** BEGIN PROVIDED DATA **

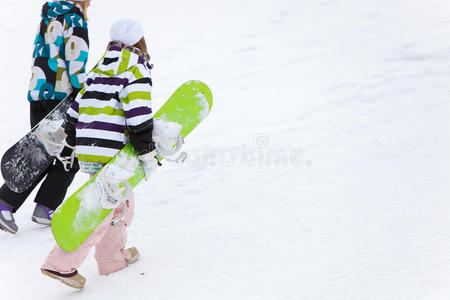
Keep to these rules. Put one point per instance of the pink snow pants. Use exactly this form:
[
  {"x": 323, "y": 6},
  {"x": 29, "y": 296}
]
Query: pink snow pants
[{"x": 109, "y": 242}]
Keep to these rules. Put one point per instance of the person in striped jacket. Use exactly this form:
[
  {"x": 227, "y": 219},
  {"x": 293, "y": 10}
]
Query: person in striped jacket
[{"x": 113, "y": 108}]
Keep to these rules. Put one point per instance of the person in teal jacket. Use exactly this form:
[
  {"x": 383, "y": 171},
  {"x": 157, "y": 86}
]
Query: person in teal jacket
[{"x": 59, "y": 61}]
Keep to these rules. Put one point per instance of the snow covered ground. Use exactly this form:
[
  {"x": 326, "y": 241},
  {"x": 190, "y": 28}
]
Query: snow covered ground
[{"x": 321, "y": 173}]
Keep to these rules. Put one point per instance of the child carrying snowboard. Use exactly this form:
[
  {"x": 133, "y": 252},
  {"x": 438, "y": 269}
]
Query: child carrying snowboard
[
  {"x": 58, "y": 68},
  {"x": 114, "y": 107}
]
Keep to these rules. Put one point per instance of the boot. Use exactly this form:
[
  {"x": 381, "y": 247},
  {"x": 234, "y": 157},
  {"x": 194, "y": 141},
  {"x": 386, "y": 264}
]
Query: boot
[
  {"x": 73, "y": 279},
  {"x": 42, "y": 215},
  {"x": 134, "y": 255},
  {"x": 7, "y": 221}
]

** END PROVIDED DATA **

■ **WHAT TO WORK ON**
Rewrite the whole listing above with every "Use exactly this form" changed to "Follow this format" and all other text left the same. Leave out the pictures.

■ **THE COMPLETED TASK**
Keep to these rules. Put one point per instance of the pink snow pants. Follow this format:
[
  {"x": 323, "y": 6},
  {"x": 29, "y": 296}
]
Query: pink snow pants
[{"x": 109, "y": 242}]
Keep to these rules. Put one point per instance of the person in striped jacket. Follow this format:
[
  {"x": 227, "y": 219},
  {"x": 293, "y": 10}
]
Query: person in striped jacket
[{"x": 113, "y": 108}]
Keep to these rules. Put one point per instance of the person in teal jacket. Follow this format:
[
  {"x": 383, "y": 171},
  {"x": 157, "y": 86}
]
Query: person in teal jacket
[{"x": 59, "y": 61}]
Keep to these rules. Put one point per instance of the snow covered ground. Follow this format:
[
  {"x": 326, "y": 241},
  {"x": 190, "y": 28}
]
Query: snow covered ground
[{"x": 321, "y": 173}]
Keep to these rules. Put one point per instance of the child carrying snowboard. Follow this format:
[
  {"x": 133, "y": 252},
  {"x": 438, "y": 269}
]
Query: child carrying snowboard
[
  {"x": 58, "y": 68},
  {"x": 114, "y": 107}
]
Keep to these rules. Put one point per instance of the boot. Follow this format:
[
  {"x": 381, "y": 247},
  {"x": 234, "y": 157},
  {"x": 194, "y": 141},
  {"x": 386, "y": 264}
]
Query: boot
[
  {"x": 73, "y": 279},
  {"x": 42, "y": 215},
  {"x": 134, "y": 255},
  {"x": 7, "y": 221}
]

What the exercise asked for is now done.